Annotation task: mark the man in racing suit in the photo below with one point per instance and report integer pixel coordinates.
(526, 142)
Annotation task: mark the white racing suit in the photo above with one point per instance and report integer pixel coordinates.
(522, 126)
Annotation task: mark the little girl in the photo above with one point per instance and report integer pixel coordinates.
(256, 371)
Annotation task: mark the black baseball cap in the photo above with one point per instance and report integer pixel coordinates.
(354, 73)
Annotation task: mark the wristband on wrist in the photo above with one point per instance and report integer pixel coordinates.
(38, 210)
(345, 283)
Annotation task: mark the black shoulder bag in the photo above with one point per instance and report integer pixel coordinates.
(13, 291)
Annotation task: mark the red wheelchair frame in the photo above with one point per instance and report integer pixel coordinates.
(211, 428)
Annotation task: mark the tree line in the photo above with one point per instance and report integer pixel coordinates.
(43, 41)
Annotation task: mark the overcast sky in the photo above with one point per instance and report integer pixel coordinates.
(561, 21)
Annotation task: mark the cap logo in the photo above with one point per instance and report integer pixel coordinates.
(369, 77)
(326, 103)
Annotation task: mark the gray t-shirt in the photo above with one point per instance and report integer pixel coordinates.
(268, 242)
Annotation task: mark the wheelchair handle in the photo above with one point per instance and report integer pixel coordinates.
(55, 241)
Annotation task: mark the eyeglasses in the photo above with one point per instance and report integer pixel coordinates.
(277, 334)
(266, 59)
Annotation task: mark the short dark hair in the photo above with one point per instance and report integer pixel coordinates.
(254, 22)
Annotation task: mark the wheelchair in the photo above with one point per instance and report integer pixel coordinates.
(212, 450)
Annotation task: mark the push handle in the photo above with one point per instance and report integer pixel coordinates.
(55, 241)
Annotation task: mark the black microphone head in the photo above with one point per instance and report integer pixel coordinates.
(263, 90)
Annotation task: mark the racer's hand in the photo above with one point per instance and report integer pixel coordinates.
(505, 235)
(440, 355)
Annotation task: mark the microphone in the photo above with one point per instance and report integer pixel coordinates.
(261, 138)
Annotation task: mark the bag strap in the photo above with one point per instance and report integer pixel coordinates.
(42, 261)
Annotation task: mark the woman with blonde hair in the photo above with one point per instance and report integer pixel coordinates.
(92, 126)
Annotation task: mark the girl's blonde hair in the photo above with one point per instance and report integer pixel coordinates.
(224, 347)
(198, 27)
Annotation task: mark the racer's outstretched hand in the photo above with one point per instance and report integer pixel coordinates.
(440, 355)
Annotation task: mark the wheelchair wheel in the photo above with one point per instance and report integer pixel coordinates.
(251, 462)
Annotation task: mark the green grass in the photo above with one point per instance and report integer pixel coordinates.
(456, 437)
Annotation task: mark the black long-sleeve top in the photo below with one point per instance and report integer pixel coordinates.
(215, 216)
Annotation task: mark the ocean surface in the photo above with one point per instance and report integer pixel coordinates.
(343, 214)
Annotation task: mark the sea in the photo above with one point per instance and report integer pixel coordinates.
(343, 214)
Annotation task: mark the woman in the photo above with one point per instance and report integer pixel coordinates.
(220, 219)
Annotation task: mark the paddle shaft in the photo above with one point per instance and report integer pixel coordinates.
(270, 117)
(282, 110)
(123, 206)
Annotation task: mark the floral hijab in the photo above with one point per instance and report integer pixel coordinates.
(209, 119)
--
◆ Task goal
Your task is to give the records above again, exactly.

◆ Written response
Annotation task: mark the man in racing suit in the photo below with one point per instance and report integer pixel coordinates.
(526, 142)
Annotation task: mark the white racing suit in the photo above with one point per instance and report integer pixel coordinates.
(522, 126)
Annotation task: mark the little girl in the photo above with one point per instance and report integer pixel coordinates.
(256, 371)
Annotation task: mark the black baseball cap in the photo above with one point per instance and report integer pixel coordinates.
(354, 73)
Annotation task: mark the wristband on wrist in the photo above with one point per instance and report integer pixel coordinates.
(38, 210)
(345, 283)
Annotation task: mark the black shoulder bag in the photo above with one point per instance and report integer pixel coordinates.
(13, 291)
Annotation task: mark the red wheelchair frame in the photo above with one point per instance and report integer pixel coordinates.
(211, 428)
Annotation task: mark the tree line in the photo above with one point per instance and report integer pixel coordinates.
(43, 41)
Annotation task: mark the overcast sky in the photo above with one point per instance and report integer pixel coordinates.
(561, 21)
Annotation task: mark the cap logo in the photo above with one point per instance and report integer pixel coordinates.
(369, 77)
(326, 103)
Annotation task: mark the gray t-shirt in the photo above with one point per instance and report integer pixel coordinates.
(268, 242)
Annotation task: mark the wheelchair handle in the photo above with one point per instance and report integer pixel coordinates.
(55, 241)
Annotation task: mark the eyeglasses in the photo above with one point per instance and report integer pixel coordinates.
(277, 334)
(266, 59)
Annotation task: mark the short dark hair in the photo above with one point per instance and report integer pixel coordinates.
(254, 22)
Annotation task: mark the wheelchair in the photo above with one point per instance and report integer pixel coordinates.
(212, 450)
Annotation task: mark the push handle in the photo above with one point per instance and report integer pixel coordinates.
(55, 241)
Annotation task: mark the black microphone head in the photo above with one point per instance and report integer pixel coordinates.
(263, 90)
Annotation task: mark the racer's hand in the photo above with one point per instance and report integer pixel coordinates.
(505, 235)
(440, 355)
Annotation task: mark the microphone in the photo above with one point per instance and report integer pixel coordinates.
(261, 138)
Annotation task: mark the bag strap in the photo above with one point per instance and report integer pixel coordinates.
(42, 261)
Annotation task: mark the woman with blonde hair in the photo above with one point per instance and report integer pixel coordinates.
(92, 126)
Annotation task: mark the girl's blonde hair in the photo above with one point per instance and report integer pixel coordinates.
(224, 347)
(198, 27)
Annotation task: mark the racer's outstretched hand in the photo above with one point per instance and report integer pixel coordinates.
(440, 355)
Annotation task: mark the wheelchair wheel in the photo above with one point per instance and report integer pixel coordinates.
(251, 462)
Annotation task: mark the green grass in the photo above with one point per instance and report integer pixel coordinates.
(456, 437)
Annotation task: mark the black long-sleeve top in the photo below with one point per instance and report integer pixel coordinates.
(215, 216)
Annotation task: mark the ocean surface in the photo above with one point per instance and report integer pixel coordinates.
(343, 214)
Annotation task: mark the sea in the photo above with one point per instance and report integer pixel coordinates.
(343, 214)
Annotation task: mark the woman in the photo above with one point per instance and report integer pixel coordinates.
(220, 219)
Annotation task: mark the paddle shaft in the photo above with one point per instance and report integer pixel coordinates.
(270, 117)
(282, 110)
(123, 206)
Annotation task: mark the floral hijab in the photo above with one point per instance and report integer pixel coordinates.
(209, 119)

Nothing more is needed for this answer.